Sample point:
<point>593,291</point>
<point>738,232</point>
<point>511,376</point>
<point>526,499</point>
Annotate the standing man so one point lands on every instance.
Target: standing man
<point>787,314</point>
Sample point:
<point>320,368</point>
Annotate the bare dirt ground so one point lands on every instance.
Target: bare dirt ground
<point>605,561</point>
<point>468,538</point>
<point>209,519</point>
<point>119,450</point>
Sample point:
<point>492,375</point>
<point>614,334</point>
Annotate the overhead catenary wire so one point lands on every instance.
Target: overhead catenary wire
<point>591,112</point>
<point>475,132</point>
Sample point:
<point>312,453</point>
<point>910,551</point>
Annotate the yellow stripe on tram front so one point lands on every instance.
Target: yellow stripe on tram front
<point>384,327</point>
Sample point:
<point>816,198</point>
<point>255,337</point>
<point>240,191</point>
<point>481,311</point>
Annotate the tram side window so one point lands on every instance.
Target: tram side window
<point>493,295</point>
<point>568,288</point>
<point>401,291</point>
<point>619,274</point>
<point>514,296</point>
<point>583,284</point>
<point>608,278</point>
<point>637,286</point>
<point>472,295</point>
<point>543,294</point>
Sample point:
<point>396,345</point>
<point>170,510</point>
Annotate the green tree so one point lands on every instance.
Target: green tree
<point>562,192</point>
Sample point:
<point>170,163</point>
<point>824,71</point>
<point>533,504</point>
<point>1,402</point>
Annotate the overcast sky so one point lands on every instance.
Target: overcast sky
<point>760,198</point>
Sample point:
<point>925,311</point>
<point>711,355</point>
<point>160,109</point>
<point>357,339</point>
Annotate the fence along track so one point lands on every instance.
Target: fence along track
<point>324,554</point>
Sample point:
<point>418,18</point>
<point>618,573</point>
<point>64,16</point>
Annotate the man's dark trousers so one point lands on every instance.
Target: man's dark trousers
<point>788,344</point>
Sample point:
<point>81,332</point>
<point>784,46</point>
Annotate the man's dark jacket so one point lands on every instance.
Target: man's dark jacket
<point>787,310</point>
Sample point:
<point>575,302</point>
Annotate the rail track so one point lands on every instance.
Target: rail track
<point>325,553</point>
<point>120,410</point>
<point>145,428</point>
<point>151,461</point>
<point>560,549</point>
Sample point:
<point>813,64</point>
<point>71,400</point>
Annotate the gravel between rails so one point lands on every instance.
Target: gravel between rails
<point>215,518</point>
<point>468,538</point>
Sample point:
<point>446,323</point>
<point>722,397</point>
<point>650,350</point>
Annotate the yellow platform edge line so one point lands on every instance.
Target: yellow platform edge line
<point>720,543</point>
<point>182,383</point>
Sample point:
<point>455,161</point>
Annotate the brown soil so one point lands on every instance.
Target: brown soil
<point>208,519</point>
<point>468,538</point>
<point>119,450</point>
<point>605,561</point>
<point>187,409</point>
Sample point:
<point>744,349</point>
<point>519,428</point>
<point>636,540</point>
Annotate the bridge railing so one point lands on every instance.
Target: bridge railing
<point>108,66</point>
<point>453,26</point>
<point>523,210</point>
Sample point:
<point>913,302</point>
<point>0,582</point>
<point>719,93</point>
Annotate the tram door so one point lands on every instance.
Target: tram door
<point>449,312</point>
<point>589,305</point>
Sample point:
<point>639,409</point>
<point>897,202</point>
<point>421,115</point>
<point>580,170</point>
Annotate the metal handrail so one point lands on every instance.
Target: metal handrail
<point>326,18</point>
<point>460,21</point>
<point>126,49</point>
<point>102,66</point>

== == ==

Written problem
Copy out every one of the records above, reproducing each line without any change.

Answer to the task
Sample point:
<point>593,291</point>
<point>738,232</point>
<point>511,376</point>
<point>526,499</point>
Annotate the standing man so one point lands on every instance.
Target: standing man
<point>787,314</point>
Sample point:
<point>320,368</point>
Annotate the bare dirt ground so one point lands on every instance.
Target: bare dirt ground
<point>605,561</point>
<point>468,538</point>
<point>209,519</point>
<point>119,450</point>
Sample point:
<point>492,375</point>
<point>614,334</point>
Annotate the overhead catenary wire so one point lands on every instance.
Target: overhead catenary wire
<point>591,112</point>
<point>475,132</point>
Sample point:
<point>312,453</point>
<point>910,551</point>
Annotate the yellow stripe on tram front so one point lands on every instance.
Target: yellow stripe on tram front
<point>384,327</point>
Sample point:
<point>816,198</point>
<point>255,337</point>
<point>240,191</point>
<point>481,311</point>
Annotate the tram side window so one point lands on every instance.
Target: tram side window
<point>493,295</point>
<point>568,288</point>
<point>401,291</point>
<point>619,274</point>
<point>514,296</point>
<point>583,284</point>
<point>608,278</point>
<point>637,286</point>
<point>472,295</point>
<point>543,294</point>
Sample point:
<point>396,345</point>
<point>170,510</point>
Annotate the green tree so one point lands on every instance.
Target: green tree
<point>562,192</point>
Sample point:
<point>170,163</point>
<point>824,71</point>
<point>533,504</point>
<point>1,402</point>
Annotate the overcast sky so one point lands on every instance.
Target: overcast sky
<point>760,198</point>
Sample point:
<point>925,311</point>
<point>711,355</point>
<point>160,109</point>
<point>357,339</point>
Annotate the fence along track so one point lands on every instance.
Target: fence along track
<point>324,554</point>
Sample point:
<point>418,18</point>
<point>618,573</point>
<point>64,16</point>
Annotate the man's dark trousers so one point lands on every instance.
Target: man's dark trousers
<point>788,344</point>
Sample point:
<point>81,332</point>
<point>784,46</point>
Annotate the man's dark jacket so one point lands on every instance.
Target: man's dark jacket
<point>787,310</point>
Sample point:
<point>575,302</point>
Annotate the rail track so one point lands on every instance.
Target: rail track
<point>325,553</point>
<point>120,410</point>
<point>145,428</point>
<point>151,461</point>
<point>560,549</point>
Sample point:
<point>813,64</point>
<point>71,400</point>
Annotate the gravel between rails so one point lands on every instance.
Target: gravel between rails
<point>215,518</point>
<point>468,538</point>
Sample point:
<point>446,323</point>
<point>722,397</point>
<point>650,350</point>
Annotate the yellow platform edge line so one point lands on every instance.
Target: yellow platform edge line
<point>720,543</point>
<point>182,383</point>
Sample point:
<point>455,161</point>
Annotate the brown soil so one point lands on every instance.
Target: brown soil
<point>208,519</point>
<point>468,538</point>
<point>119,450</point>
<point>605,561</point>
<point>187,409</point>
Sample point:
<point>744,349</point>
<point>519,428</point>
<point>636,540</point>
Annotate the bridge railing so one point lands on every instance.
Target: bridge railing
<point>108,66</point>
<point>453,26</point>
<point>523,210</point>
Sample point:
<point>913,302</point>
<point>0,582</point>
<point>719,93</point>
Annotate the tram door so one point lands on every instance.
Target: tram door
<point>449,312</point>
<point>589,305</point>
Sample point:
<point>639,409</point>
<point>897,202</point>
<point>421,115</point>
<point>580,170</point>
Annotate the metal handrail so one point lands on every instance.
Target: metal handrail
<point>326,18</point>
<point>460,21</point>
<point>126,49</point>
<point>102,66</point>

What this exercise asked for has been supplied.